» Aim of the exercise
An exact copy of all the data below is needed, without its pictures.

(Collected data entries)
##############################
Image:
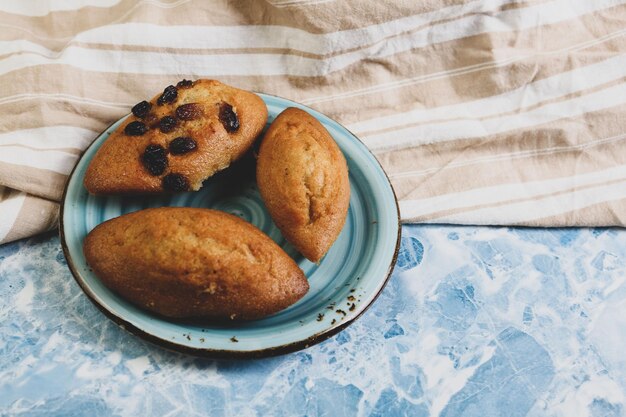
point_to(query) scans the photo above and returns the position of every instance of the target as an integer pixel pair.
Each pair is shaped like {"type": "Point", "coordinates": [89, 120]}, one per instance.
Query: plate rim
{"type": "Point", "coordinates": [223, 353]}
##############################
» Answer space
Image:
point_to(query) scans the photo above and returns the position of every instance of the target as an integer pixel pair.
Each pair is shaped like {"type": "Point", "coordinates": [89, 120]}, one per instance.
Query: plate rim
{"type": "Point", "coordinates": [223, 353]}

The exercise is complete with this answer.